- _TO DO_
[a] Answer these questions using the article on the Greek debt crisis:
(i) By what percentage did the Greek stock exchange rise?
(ii) How much is Athens due to repay to the International Monetary Fund, and on what date?
(iii) Which legislatures does the article name as probably the biggest obstacles?
[b] Decide whether each statement agrees with the article on the Greek debt crisis. Give yes or no and quote the words that settle it.
(i) The S&P 500 Index reached a record high.
(ii) Syriza was elected on an anti-austerity platform.
(iii) The bailout payment Greece needs from its creditors is €1.6bn.

- _SOURCE DOCUMENT_

The positive news sent financial markets soaring. The Greek stock exchange shot up by 9 per cent while the price of Greek government debt also rallied strongly, easing down the country’s cost of borrowing.

Athens is due to repay €1.6bn to the International Monetary Fund on 30 June – but the country has run out of cash and without a €7.2bn bailout payment from its creditors before the end of the month it would become the first eurozone country in the history of the currency bloc to default on its sovereign liabilities. Many believe a default would be followed by an immediate financial crisis and the inevitable return of the drachma.

Stock exchanges across Europe were also lifted with the FTSE 100 leading shares benchmark ending the day higher. American stocks were also swept along in the eurozone relief rally with the S&P 500 Index sent close to a record high.

If a deal is done on 25 June attention will rapidly shift to national parliaments, which would need to approve the deal to release the cash. The biggest obstacles would probably be the German, Dutch and Finnish legislatures, where many parliamentarians have been vociferously opposed to any further cash to help Greece. But Mr Tsipras could also face difficulties securing the approval of his own MPs in Greece, given that his Syriza party was elected five months ago on a clear anti-austerity platform.

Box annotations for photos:
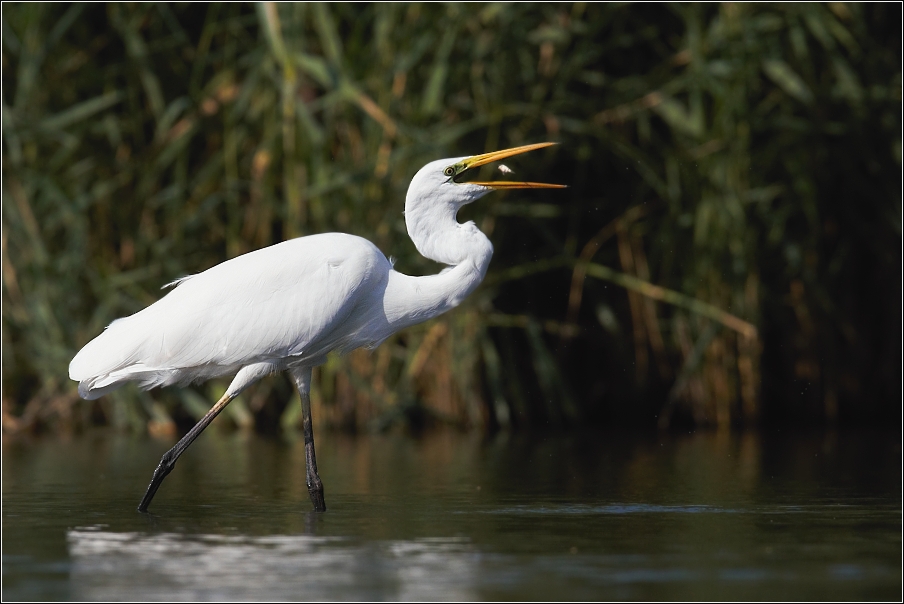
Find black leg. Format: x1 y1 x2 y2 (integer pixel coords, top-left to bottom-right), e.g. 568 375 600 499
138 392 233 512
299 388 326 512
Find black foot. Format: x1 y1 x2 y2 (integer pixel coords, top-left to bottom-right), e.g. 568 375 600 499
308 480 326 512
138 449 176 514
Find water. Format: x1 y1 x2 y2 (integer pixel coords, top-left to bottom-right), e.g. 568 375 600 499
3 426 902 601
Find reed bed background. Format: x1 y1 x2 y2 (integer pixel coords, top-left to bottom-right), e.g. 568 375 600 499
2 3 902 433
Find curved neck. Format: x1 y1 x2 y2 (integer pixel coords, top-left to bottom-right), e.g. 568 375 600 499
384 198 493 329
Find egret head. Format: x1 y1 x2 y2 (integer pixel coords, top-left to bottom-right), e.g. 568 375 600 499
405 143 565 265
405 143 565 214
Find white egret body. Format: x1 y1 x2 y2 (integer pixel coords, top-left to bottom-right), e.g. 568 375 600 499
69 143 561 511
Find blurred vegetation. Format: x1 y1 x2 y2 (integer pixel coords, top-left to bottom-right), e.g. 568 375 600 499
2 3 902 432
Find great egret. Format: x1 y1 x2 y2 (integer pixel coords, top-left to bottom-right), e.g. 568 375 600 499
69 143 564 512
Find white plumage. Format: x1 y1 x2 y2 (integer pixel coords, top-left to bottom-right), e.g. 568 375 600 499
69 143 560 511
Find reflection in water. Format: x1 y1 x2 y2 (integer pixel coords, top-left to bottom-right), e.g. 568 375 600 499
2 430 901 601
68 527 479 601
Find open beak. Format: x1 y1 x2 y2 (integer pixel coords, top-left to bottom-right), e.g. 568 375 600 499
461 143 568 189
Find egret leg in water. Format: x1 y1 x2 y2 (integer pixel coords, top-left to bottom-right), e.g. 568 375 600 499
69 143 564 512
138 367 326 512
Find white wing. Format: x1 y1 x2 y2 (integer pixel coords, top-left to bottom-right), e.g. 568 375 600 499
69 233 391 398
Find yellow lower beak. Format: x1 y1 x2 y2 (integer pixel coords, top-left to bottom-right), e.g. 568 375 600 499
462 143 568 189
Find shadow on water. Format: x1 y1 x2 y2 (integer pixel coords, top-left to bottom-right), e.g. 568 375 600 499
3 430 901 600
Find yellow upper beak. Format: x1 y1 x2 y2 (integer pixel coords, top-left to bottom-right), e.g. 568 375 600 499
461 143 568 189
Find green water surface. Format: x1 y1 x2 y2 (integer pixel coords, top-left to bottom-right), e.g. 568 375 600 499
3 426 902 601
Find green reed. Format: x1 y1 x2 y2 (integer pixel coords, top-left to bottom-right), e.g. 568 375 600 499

- _SOLUTION LIST_
[a]
(i) 9 per cent
(ii) €1.6bn, on 30 June
(iii) The German, Dutch and Finnish legislatures

[b]
(i) No: "sent close to a record high"
(ii) Yes: "elected five months ago on a clear anti-austerity platform"
(iii) No: "a €7.2bn bailout payment from its creditors"